- [WHAT YOU NEED TO DO] Please reproduce every line of the records below, requests included, rescaling each polygon vertex coordinate in the answers by 0.95 and rounding it to a whole number, with halves rounded up.

- [THE INPUT]
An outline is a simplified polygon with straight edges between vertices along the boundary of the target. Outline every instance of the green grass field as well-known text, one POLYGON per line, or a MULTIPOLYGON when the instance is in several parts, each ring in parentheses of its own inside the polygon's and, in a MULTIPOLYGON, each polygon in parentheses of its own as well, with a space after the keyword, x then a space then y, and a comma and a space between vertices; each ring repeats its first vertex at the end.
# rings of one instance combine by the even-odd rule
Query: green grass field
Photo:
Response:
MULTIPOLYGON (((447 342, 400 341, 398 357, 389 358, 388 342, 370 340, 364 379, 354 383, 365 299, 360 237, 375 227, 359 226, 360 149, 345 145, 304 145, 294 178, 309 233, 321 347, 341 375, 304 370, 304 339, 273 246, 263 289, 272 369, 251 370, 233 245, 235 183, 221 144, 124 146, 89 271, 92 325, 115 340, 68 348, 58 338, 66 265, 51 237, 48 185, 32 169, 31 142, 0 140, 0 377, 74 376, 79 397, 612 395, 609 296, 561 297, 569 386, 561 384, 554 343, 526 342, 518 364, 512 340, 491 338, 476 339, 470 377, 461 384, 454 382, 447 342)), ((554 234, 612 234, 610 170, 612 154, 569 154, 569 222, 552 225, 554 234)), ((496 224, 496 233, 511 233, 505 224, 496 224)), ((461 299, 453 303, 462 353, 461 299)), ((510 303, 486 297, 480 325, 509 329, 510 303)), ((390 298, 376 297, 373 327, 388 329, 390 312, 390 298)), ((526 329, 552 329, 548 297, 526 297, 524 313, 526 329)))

- [EXERCISE RESPONSE]
An outline is a simplified polygon with straight edges between vertices along the boundary of the target. Outline every instance of the green grass field as well-known text, one POLYGON per line, or a MULTIPOLYGON when the instance is in several parts, each ring in parentheses of its own inside the polygon's and, in a MULTIPOLYGON, each polygon in parentheses of its own as well, with a space after the keyword, x then a space then y, and a comma and a space between vertices; each ring repeats its first vertex at the end.
# rings of one instance combine by the even-odd rule
Query: green grass field
Photo:
Response:
MULTIPOLYGON (((425 325, 380 324, 378 339, 370 340, 369 325, 352 323, 346 360, 336 364, 347 284, 342 225, 356 216, 341 215, 342 142, 328 138, 289 138, 279 169, 294 221, 305 330, 324 356, 289 352, 289 322, 259 234, 250 275, 258 351, 238 352, 221 233, 223 174, 210 137, 118 139, 85 257, 87 309, 109 323, 65 331, 55 321, 63 252, 48 225, 46 176, 30 161, 29 135, 0 133, 0 358, 70 357, 75 377, 581 375, 579 281, 533 282, 541 367, 533 365, 526 326, 500 325, 492 346, 486 323, 466 321, 452 322, 447 358, 438 365, 431 363, 425 325)), ((526 222, 581 222, 580 162, 581 146, 541 146, 541 211, 524 214, 526 222)), ((471 213, 471 221, 485 221, 480 213, 471 213)), ((438 284, 430 288, 439 335, 438 284)), ((485 288, 462 282, 456 309, 484 313, 485 288)), ((371 283, 357 282, 354 311, 369 313, 371 296, 371 283)), ((500 313, 524 313, 521 282, 500 282, 498 297, 500 313)))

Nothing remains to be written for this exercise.